Start of Passage to read

# non proprietary director and prsi?



## Spudney (25 Jan 2010)

Hi

Can someone confirm what rate or class of prsi should be paid if you are a non proprietary ie under 15%

Im currently on class S1 but i think i should be on A0, can i claim back the difference as i think i have being paying the wrong prsi for three years.

Thanks


----------



## Graham_07 (25 Jan 2010)

The 15% test is a Revenue one to determine eligibility for the PAYE employee Tax Credit. The DSFA apply a less scientific approach and take into account the issue of overall control of the enterprise. A shareholder with less than 15% may still be deemed to have control in some circumstances when taken with other connected persons shareholdings and in that case might still be S class. 

A <15% shareholder/director  with no connection to any of the other shareholder/directors might normally be expected to be on class A, however the only definitive answer is to contact Scope Section DSFA for a ruling.


----------



## Spudney (25 Jan 2010)

thanks i just did

PRSI Refunds Section,
Department of Social and Family Affairs, 
Oisn House,
212-213 Pearse Street, 
Dublin 2. 

Tel: (01) 6732586 

Fax: (01) 6732460

they said i was an A1

If i have been paying S1 for 3 years would i be entitled to a refund?


----------



## patftrears (25 Jan 2010)

Spudney said:


> they said i was an A1
> 
> If i have been paying S1 for 3 years would i be entitled to a refund?


No you/company owe them money. Class S is only one deduction. Class A is 2, employee and employer.

Current Rates
A1 - http://www.welfare.ie/EN/Publications/SW14/SW14_10/Pages/ClassA.aspx

S1 - http://www.welfare.ie/EN/Publications/SW14/SW14_10/Pages/ClassS.aspx


----------

End of Passage to read

Goals:
- A) Write out the part of the PRSI thread that opens with the words containing "Im currently on" and closes with "Graham_07 (25 Jan 2010)", substituting "incorrect" for "wrong".
- B) In the PRSI thread, which PRSI class did the department tell Spudney applied?
Rely only on the PRSI thread.

Start of Data provided

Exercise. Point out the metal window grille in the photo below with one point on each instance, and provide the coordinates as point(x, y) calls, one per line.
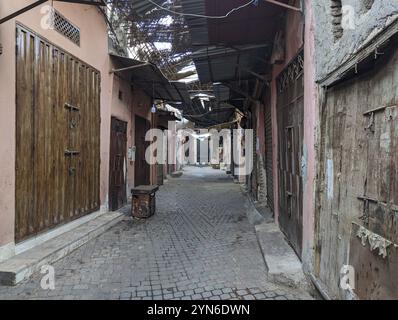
point(66, 28)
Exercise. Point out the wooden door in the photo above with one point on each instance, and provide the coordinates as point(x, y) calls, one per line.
point(142, 168)
point(268, 151)
point(357, 194)
point(290, 114)
point(57, 136)
point(118, 165)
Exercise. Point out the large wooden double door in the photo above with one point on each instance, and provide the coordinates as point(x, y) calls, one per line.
point(57, 136)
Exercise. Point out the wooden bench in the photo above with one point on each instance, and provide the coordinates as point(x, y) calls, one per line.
point(143, 201)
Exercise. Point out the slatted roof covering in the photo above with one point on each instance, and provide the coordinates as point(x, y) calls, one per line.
point(221, 92)
point(218, 64)
point(197, 26)
point(141, 7)
point(151, 80)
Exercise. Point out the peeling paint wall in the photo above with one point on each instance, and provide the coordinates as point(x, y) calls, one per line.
point(365, 23)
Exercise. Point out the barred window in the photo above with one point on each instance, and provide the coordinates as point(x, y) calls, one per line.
point(66, 28)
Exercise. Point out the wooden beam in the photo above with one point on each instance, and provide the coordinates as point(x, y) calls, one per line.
point(284, 5)
point(21, 11)
point(39, 2)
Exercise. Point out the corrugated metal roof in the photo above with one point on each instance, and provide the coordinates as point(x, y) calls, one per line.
point(197, 26)
point(217, 64)
point(141, 7)
point(151, 80)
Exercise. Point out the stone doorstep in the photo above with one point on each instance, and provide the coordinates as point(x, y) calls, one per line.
point(282, 262)
point(23, 265)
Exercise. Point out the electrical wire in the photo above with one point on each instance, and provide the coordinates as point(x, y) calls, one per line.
point(203, 16)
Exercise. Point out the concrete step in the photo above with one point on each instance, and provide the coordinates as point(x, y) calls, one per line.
point(23, 265)
point(282, 262)
point(176, 174)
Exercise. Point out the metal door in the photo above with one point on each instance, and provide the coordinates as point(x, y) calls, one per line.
point(142, 168)
point(290, 114)
point(117, 166)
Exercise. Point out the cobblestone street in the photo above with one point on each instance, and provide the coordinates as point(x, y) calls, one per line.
point(199, 245)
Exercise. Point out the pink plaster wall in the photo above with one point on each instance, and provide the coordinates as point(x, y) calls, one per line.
point(134, 102)
point(311, 121)
point(93, 50)
point(293, 43)
point(294, 31)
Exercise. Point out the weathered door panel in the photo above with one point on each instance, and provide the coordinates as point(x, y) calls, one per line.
point(118, 159)
point(57, 155)
point(358, 182)
point(269, 151)
point(142, 168)
point(290, 117)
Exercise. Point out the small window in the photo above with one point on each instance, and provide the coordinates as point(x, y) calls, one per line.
point(66, 28)
point(337, 17)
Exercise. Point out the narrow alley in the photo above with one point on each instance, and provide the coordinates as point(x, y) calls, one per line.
point(199, 149)
point(180, 253)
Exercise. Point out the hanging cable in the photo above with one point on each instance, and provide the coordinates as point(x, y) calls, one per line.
point(203, 16)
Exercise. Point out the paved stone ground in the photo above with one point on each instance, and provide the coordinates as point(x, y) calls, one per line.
point(199, 245)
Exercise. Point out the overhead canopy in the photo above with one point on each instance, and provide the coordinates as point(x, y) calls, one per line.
point(152, 81)
point(141, 7)
point(218, 64)
point(253, 24)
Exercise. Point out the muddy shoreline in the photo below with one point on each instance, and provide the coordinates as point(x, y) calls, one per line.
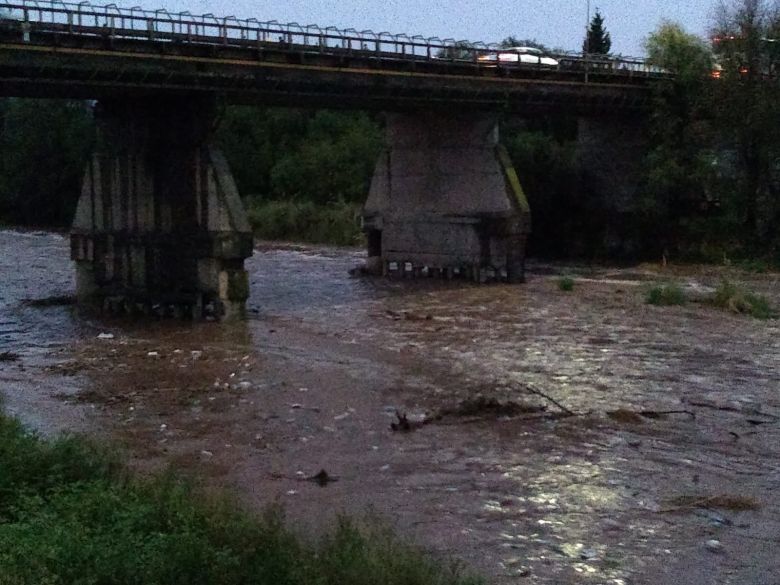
point(314, 378)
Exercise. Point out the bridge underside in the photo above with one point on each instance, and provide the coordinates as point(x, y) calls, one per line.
point(445, 201)
point(159, 225)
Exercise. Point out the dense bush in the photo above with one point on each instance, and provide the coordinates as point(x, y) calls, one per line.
point(334, 223)
point(69, 513)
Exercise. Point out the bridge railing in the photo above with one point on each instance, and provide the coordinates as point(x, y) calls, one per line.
point(162, 26)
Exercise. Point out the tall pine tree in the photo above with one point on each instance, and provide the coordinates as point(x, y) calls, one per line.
point(598, 41)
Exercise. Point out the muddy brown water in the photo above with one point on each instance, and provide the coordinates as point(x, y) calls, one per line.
point(314, 377)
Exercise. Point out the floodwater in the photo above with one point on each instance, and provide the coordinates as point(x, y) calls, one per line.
point(666, 472)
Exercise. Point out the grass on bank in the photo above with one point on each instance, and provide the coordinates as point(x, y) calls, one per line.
point(336, 223)
point(71, 513)
point(665, 295)
point(737, 299)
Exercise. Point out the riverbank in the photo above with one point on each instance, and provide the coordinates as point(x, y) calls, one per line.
point(673, 409)
point(71, 512)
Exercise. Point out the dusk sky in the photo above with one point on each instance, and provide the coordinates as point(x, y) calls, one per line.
point(556, 23)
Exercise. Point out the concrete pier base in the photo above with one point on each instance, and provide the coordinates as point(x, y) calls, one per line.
point(159, 226)
point(446, 201)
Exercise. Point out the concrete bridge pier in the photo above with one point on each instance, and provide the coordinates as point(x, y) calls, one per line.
point(446, 201)
point(159, 225)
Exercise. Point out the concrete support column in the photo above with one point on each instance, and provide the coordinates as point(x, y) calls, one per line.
point(445, 200)
point(160, 225)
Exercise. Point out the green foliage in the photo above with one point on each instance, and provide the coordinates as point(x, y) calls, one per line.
point(737, 299)
point(566, 283)
point(43, 148)
point(598, 40)
point(69, 514)
point(680, 52)
point(747, 111)
point(678, 167)
point(665, 295)
point(334, 223)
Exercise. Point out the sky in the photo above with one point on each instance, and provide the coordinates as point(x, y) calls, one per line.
point(556, 23)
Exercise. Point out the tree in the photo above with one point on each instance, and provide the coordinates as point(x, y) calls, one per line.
point(598, 40)
point(678, 166)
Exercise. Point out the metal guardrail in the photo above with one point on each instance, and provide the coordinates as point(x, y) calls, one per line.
point(208, 29)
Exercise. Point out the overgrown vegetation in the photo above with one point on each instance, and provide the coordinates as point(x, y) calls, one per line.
point(669, 294)
point(334, 223)
point(71, 513)
point(737, 299)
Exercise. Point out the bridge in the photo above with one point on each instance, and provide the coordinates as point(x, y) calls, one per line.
point(160, 222)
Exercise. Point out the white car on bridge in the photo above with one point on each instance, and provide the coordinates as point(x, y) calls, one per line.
point(519, 56)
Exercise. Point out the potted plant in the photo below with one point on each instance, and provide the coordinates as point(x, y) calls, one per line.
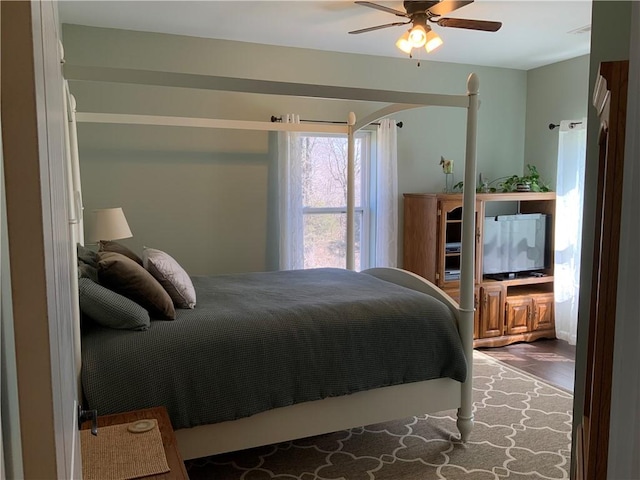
point(530, 182)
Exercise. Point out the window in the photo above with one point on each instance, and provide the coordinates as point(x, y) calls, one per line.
point(324, 192)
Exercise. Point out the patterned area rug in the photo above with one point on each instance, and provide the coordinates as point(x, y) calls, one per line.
point(522, 431)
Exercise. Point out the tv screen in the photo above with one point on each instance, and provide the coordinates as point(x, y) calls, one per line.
point(516, 243)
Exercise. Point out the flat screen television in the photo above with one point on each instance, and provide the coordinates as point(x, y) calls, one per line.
point(516, 244)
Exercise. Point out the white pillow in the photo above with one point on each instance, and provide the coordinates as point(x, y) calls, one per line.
point(171, 276)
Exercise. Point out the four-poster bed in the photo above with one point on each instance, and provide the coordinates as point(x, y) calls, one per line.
point(367, 406)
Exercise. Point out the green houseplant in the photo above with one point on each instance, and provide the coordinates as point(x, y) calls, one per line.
point(529, 182)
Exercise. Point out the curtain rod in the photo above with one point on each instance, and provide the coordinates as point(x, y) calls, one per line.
point(571, 125)
point(279, 119)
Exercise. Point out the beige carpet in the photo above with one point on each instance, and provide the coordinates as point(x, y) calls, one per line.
point(522, 431)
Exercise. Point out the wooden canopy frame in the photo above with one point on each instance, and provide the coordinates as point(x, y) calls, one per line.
point(322, 416)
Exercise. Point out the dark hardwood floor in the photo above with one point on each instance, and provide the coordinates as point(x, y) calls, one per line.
point(551, 360)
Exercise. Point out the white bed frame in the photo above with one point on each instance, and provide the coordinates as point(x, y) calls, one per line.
point(358, 409)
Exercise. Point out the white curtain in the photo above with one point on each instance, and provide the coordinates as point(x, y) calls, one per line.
point(568, 226)
point(386, 241)
point(290, 201)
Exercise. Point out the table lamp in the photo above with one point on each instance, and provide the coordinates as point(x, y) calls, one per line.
point(109, 224)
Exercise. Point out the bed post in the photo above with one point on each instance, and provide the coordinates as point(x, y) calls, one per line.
point(465, 412)
point(350, 191)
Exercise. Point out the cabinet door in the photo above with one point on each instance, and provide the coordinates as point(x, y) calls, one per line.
point(518, 314)
point(543, 312)
point(491, 311)
point(449, 243)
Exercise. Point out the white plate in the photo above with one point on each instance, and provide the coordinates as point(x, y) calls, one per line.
point(141, 426)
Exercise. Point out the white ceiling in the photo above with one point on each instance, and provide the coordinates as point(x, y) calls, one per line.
point(534, 33)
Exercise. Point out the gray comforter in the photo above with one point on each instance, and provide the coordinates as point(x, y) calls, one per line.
point(259, 341)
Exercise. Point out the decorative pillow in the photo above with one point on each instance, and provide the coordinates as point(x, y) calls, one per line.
point(109, 308)
point(111, 246)
point(87, 256)
point(87, 271)
point(123, 275)
point(171, 276)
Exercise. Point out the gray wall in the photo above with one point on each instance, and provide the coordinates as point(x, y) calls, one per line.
point(202, 195)
point(610, 40)
point(554, 92)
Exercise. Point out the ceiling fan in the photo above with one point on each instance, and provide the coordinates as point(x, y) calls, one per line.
point(418, 13)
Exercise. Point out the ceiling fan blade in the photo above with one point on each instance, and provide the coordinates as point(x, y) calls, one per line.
point(383, 8)
point(484, 25)
point(378, 27)
point(447, 6)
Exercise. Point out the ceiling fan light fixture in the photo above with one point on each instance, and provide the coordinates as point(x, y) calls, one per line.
point(404, 44)
point(418, 36)
point(433, 41)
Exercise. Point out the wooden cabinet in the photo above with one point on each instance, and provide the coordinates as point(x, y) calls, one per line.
point(510, 310)
point(491, 307)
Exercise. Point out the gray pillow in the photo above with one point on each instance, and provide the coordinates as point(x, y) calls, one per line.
point(126, 277)
point(110, 309)
point(87, 271)
point(87, 256)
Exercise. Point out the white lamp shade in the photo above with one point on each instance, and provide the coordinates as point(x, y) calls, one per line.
point(109, 224)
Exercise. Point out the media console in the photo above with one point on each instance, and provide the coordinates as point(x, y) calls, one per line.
point(509, 306)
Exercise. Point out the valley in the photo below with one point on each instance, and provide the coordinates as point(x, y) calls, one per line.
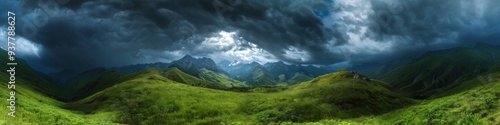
point(462, 88)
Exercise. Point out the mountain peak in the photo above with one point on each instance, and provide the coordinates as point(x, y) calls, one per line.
point(187, 57)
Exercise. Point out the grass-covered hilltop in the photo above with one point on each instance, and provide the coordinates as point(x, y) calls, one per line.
point(428, 90)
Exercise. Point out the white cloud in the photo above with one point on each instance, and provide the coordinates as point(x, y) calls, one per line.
point(231, 47)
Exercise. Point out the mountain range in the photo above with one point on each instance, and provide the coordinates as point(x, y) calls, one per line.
point(452, 86)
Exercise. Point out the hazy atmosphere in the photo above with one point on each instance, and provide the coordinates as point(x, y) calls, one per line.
point(87, 34)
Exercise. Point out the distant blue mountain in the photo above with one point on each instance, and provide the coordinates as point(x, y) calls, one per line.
point(192, 66)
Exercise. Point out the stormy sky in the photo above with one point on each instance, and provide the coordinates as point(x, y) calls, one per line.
point(78, 34)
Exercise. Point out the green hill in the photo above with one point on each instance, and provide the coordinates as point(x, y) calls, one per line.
point(468, 105)
point(150, 98)
point(259, 76)
point(33, 80)
point(220, 80)
point(442, 69)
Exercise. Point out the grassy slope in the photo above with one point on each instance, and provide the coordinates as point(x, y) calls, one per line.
point(220, 80)
point(438, 70)
point(36, 108)
point(150, 98)
point(34, 80)
point(474, 103)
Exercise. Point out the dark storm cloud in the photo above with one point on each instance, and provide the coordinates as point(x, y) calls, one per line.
point(86, 34)
point(427, 21)
point(81, 34)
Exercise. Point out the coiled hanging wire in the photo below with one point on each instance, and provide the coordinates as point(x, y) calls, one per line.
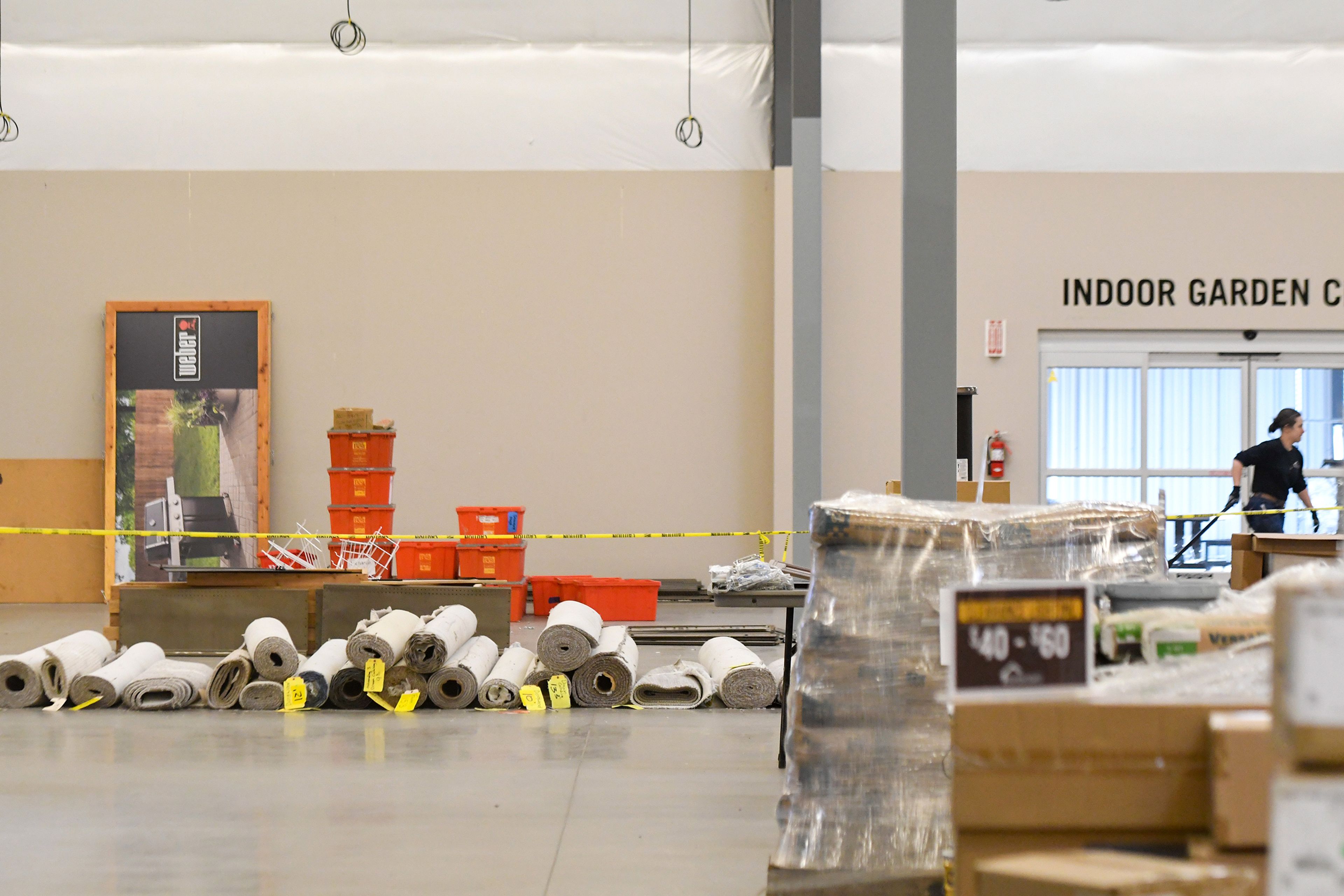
point(8, 127)
point(346, 35)
point(689, 131)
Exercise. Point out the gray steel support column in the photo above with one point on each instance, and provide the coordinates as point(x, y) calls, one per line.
point(806, 150)
point(929, 252)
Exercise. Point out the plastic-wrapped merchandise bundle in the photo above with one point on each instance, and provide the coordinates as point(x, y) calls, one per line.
point(867, 785)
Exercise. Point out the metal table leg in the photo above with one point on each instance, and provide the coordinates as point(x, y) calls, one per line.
point(784, 694)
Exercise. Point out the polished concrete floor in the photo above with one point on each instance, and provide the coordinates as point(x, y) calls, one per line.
point(582, 801)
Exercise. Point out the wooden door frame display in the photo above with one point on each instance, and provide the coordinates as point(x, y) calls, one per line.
point(264, 319)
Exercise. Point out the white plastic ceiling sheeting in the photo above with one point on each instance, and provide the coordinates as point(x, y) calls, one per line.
point(459, 108)
point(386, 22)
point(1108, 108)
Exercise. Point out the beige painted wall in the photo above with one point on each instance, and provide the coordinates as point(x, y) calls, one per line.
point(593, 346)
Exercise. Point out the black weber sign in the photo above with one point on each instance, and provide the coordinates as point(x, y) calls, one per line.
point(186, 355)
point(1022, 635)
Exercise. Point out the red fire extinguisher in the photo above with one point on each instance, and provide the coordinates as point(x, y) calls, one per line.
point(998, 454)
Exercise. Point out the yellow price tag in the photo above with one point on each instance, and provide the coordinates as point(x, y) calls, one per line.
point(560, 688)
point(533, 699)
point(296, 694)
point(374, 676)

End of Data provided

Per-task outputs:
- A)
Im currently on class S1 but i think i should be on A0, can i claim back the difference as i think i have being paying the incorrect prsi for three years.

Thanks


----------



## Graham_07 (25 Jan 2010)

- B) A1